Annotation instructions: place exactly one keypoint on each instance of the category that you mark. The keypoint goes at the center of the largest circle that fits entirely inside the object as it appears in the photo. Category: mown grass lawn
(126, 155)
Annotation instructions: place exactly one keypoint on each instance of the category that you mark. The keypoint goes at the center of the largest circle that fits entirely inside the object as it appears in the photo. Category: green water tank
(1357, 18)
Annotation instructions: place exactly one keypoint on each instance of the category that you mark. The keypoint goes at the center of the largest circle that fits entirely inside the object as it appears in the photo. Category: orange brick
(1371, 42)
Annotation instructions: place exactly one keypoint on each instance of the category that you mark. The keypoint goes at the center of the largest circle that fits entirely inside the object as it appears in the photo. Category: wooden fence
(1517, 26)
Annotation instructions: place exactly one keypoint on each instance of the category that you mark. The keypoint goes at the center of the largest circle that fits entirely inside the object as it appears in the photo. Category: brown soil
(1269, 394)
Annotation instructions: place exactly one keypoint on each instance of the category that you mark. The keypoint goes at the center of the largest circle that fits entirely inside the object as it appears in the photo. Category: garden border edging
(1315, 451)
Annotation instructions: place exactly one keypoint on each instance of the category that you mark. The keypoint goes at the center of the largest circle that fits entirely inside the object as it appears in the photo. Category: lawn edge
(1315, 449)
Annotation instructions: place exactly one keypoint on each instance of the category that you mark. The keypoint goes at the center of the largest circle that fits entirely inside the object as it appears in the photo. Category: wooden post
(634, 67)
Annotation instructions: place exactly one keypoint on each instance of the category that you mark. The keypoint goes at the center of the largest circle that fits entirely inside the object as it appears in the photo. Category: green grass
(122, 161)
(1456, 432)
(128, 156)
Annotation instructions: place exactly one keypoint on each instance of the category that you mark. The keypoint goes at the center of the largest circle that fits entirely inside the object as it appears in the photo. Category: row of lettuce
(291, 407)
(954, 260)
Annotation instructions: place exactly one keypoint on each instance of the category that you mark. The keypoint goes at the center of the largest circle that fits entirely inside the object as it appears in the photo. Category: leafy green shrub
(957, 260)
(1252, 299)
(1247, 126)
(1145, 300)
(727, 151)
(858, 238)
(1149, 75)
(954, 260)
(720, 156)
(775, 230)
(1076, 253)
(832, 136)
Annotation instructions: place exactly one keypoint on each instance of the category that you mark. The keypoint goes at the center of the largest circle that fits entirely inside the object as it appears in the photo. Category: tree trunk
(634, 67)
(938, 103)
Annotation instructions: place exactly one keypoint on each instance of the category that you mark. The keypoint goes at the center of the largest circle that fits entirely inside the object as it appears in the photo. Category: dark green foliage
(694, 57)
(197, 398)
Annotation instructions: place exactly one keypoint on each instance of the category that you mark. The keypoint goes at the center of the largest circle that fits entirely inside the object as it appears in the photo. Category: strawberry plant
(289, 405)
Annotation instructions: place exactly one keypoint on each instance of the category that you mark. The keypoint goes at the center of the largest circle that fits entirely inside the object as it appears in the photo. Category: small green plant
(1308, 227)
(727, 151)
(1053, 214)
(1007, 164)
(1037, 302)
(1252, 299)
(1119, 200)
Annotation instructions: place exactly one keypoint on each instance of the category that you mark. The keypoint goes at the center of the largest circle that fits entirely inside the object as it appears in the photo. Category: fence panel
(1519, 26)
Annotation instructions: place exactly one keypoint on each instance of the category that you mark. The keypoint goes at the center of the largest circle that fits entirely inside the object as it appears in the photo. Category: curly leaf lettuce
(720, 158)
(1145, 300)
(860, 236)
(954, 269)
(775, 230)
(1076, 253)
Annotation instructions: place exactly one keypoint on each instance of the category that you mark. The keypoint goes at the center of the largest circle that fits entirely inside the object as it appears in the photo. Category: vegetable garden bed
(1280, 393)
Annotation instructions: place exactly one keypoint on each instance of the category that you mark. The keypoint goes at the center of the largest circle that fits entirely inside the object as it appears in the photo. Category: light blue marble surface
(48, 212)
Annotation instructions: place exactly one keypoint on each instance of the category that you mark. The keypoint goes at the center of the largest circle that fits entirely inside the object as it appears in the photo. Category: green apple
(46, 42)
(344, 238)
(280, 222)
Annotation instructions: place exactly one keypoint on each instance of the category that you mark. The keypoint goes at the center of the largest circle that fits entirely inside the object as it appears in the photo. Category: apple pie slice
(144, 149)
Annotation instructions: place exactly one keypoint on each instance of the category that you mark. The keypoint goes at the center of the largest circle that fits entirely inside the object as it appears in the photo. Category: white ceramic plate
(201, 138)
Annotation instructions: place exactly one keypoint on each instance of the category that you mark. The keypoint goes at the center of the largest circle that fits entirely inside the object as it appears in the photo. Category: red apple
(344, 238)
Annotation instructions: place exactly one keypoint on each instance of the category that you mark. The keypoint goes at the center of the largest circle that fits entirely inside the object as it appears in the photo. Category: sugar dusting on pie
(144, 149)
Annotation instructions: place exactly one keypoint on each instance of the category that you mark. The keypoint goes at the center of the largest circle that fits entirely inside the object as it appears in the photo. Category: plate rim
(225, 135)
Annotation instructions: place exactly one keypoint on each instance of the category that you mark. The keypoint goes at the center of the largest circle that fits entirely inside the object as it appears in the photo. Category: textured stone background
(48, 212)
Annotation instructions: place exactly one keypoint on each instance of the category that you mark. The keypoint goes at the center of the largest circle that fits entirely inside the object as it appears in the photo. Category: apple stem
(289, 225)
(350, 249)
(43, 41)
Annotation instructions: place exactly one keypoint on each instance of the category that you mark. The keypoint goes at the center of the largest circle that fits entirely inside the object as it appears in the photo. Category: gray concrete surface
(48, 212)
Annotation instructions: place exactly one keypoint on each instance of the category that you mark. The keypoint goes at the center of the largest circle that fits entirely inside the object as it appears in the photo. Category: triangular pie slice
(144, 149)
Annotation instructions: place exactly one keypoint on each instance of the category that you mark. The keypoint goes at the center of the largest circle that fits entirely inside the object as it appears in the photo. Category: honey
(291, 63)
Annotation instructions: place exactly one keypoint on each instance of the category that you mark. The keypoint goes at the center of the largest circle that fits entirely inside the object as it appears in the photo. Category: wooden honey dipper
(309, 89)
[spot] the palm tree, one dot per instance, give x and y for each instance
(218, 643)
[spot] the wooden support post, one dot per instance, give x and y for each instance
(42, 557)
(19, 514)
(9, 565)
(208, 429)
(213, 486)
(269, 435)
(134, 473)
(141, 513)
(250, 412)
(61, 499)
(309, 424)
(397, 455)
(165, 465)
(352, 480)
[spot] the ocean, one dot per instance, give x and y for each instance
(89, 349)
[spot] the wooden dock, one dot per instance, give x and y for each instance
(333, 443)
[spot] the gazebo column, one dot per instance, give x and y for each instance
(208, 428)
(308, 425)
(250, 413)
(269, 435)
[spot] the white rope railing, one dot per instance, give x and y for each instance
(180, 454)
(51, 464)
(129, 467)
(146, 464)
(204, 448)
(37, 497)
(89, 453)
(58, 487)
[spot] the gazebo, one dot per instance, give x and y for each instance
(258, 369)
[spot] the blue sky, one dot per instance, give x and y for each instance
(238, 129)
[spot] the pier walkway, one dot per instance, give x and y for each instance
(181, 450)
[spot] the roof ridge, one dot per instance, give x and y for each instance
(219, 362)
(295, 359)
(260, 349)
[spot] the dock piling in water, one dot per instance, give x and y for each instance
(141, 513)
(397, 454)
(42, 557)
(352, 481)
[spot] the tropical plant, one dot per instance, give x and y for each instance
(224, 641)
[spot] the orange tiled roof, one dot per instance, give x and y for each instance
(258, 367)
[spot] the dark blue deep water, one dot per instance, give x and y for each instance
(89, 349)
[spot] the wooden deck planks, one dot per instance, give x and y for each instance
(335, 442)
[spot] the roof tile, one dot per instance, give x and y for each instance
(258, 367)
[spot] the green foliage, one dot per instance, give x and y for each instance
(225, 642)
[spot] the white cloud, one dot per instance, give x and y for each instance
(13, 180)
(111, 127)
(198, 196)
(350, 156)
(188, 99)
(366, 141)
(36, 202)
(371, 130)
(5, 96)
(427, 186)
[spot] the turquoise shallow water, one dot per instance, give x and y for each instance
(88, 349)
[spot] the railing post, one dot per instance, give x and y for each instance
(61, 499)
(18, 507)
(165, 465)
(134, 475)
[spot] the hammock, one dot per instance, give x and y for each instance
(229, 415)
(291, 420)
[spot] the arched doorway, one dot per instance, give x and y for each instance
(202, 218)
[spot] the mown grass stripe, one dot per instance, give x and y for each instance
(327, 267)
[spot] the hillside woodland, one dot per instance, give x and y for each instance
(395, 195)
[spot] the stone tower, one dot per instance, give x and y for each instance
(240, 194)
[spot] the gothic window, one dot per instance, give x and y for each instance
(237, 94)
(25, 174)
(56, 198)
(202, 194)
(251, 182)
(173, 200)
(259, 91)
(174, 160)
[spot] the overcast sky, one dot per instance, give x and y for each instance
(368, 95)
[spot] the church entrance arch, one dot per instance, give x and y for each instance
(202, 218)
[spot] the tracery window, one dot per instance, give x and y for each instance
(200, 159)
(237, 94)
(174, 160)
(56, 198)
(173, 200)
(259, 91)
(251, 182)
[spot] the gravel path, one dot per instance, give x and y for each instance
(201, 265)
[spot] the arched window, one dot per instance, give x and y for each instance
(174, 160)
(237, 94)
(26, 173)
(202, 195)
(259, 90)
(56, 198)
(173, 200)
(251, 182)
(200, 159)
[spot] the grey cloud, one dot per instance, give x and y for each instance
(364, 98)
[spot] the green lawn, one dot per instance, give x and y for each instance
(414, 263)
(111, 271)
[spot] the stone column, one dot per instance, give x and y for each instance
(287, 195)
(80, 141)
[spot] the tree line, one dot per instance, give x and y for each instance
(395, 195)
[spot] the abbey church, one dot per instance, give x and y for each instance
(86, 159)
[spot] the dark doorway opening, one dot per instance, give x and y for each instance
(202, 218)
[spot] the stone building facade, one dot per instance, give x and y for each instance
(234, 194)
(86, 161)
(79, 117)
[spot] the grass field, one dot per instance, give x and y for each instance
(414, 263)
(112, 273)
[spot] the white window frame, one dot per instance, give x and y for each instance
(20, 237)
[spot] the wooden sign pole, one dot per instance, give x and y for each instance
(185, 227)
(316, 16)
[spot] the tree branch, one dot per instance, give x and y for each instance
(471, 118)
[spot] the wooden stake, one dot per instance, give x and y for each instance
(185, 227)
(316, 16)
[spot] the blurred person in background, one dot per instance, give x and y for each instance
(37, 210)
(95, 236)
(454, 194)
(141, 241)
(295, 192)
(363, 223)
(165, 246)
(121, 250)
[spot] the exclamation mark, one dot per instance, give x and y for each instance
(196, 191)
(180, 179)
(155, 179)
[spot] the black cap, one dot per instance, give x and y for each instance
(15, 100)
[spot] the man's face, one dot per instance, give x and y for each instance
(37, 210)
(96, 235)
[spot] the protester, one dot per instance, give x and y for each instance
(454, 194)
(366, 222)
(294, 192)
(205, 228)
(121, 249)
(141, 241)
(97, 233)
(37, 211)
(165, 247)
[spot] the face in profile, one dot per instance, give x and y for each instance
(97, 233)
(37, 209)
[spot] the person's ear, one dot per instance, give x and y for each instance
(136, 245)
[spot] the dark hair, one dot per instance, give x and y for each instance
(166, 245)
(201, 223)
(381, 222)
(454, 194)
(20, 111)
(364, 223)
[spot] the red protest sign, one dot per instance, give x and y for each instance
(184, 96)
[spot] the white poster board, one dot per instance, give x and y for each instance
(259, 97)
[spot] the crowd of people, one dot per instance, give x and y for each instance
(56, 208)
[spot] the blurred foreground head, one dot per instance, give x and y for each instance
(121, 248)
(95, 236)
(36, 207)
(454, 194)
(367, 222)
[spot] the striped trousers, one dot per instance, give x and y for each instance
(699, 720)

*WHAT NEEDS TO BE DONE*.
Please reproduce the records word for word, starting at the very first line and ending at the line containing "(1269, 394)", with both end lines included.

*COMPLETED EXERCISE*.
Annotation instructions: place exactly one keypoint on each instance of the category that you mark. The keypoint goes at the center of the largest circle that fits entirely inside the object as it appears in the photo. Category: mown grass lawn
(126, 155)
Annotation instructions: place exactly one keypoint on each instance of the category that you mark. The keypoint goes at the center of the largest circle that fits entirely inside the object as it appears in the photo. Category: green water tank
(1357, 18)
Annotation instructions: place exactly one keypoint on each instance of the category that you mark. The keypoint goes at the center of the largest circle that fits entirely inside the object as it appears in the photo. Category: orange brick
(1371, 42)
Annotation instructions: place exactly one keypoint on each instance of the category that you mark. The keypoint goes at the center of the largest circle that fits entirely inside the object as it appears in the photo. Category: wooden fence
(1517, 26)
Annotation instructions: place exactly one keypoint on each instance of the category that you mark. The keypoint goes at the center of the largest circle that fits entirely inside the object as it appears in the photo. Category: brown soil
(1269, 394)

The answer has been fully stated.